Compito assegnato — Secondo il brano su Hostiles, quale incarico è costretto ad accettare il capitano interpretato da Christian Bale?

### Brano scelto ###

Siamo nel 1892 e un uomo sta tagliando della legna fuori della sua abitazione in campagna. All'interno una donna sta insegnando gli avverbi a due bambine. Poi arrivano gli indiani, vogliono rubare i cavalli e saccheggiare la casa. La sequenza iniziale scaraventa immediatamente lo spettatore in un clima minaccioso di violenza, sangue e terrore. Il prologo di Hostiles è cinema d'azione ma non solo, allo stesso tempo c'è il western (la minaccia dello straniero, l'ambientazione campestre) e il melodramma familiare (una famiglia distrutta). In pochi minuti e tanta tensione Scott Cooper getta le basi per una storia emozionante, trascinante, umana.
Dopo lo scoppio iniziale, il film presenta una situazione solo apparentemente meno violenta, stiamo entrando nell'ufficio dove un leggendario capitano dell'esercito (Christian Bale) verrà costretto ad accettare l'incarico di scortare un capo guerriero Cheyenne in punto di morte (Wes Studi) e la sua famiglia nella loro terra natìa.
Sono molti gli omaggi al grande padre del western americano (John Ford), specialmente al suo Sentieri selvaggi, rimandi non solo estetici come le famose inquadrature dall'interno verso l'esterno con i personaggi incorniciati (di fatto intrappolati) da porte e finestre. Soprattutto il personaggio di Christian Bale ricorda il John Wayne solo e disilluso, tanto eroe nel campo quanto sconfitto come essere umano. Il capitano interpretato da Bale però non è l'uomo duro senza lacrime di Ford, è anzi mostrato in tutta la sua fragilità ed emotività. Egli è un uomo traumatizzato che ha perso tanti affetti nel corso della sua vita, difatti entra subito in empatia con il personaggio interpretato da Rosamunde Pike, anch'ella scioccata dalla recente tragedia.

### Materiale ###

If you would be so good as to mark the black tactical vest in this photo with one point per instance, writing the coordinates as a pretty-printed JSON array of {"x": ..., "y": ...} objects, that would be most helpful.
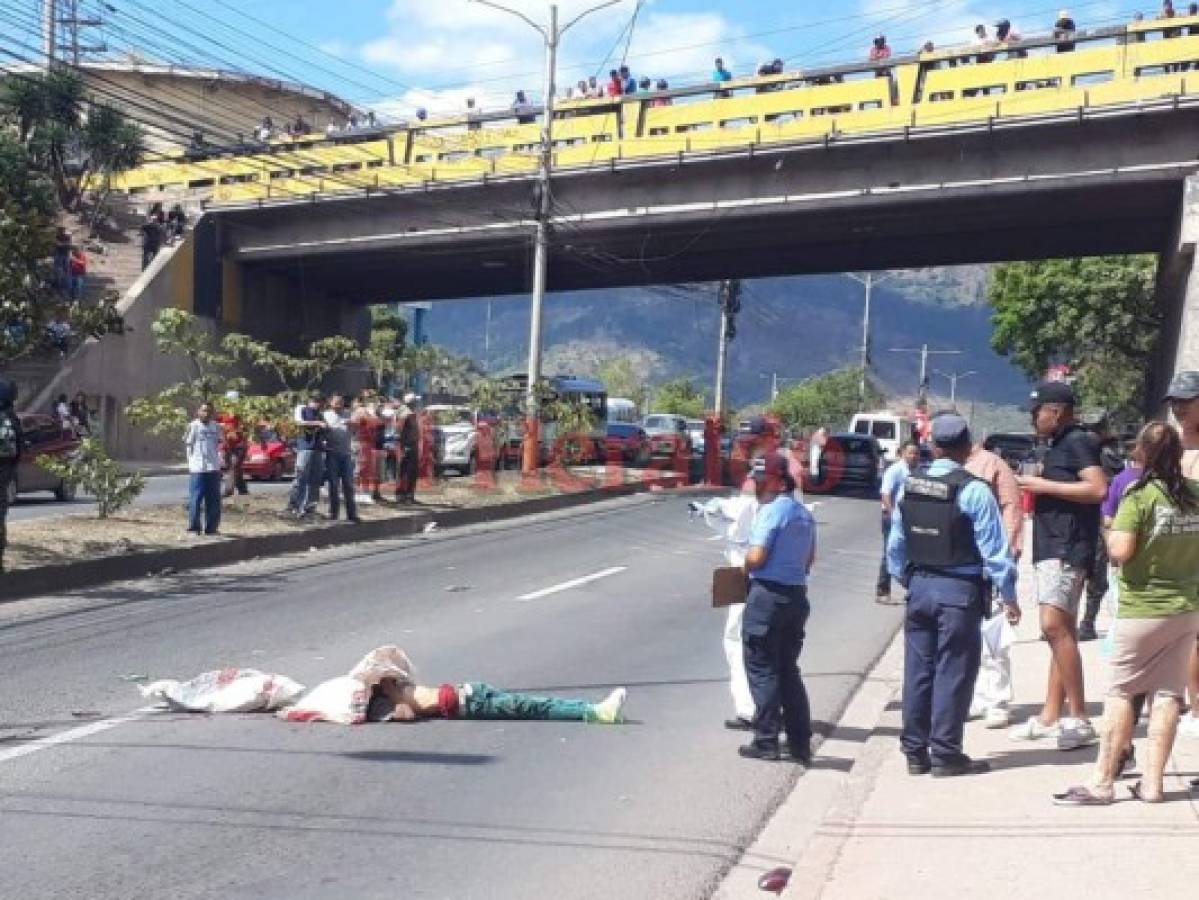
[{"x": 938, "y": 533}]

###

Risposta corretta — Deve scortare un capo guerriero Cheyenne in punto di morte e la sua famiglia nella loro terra natìa.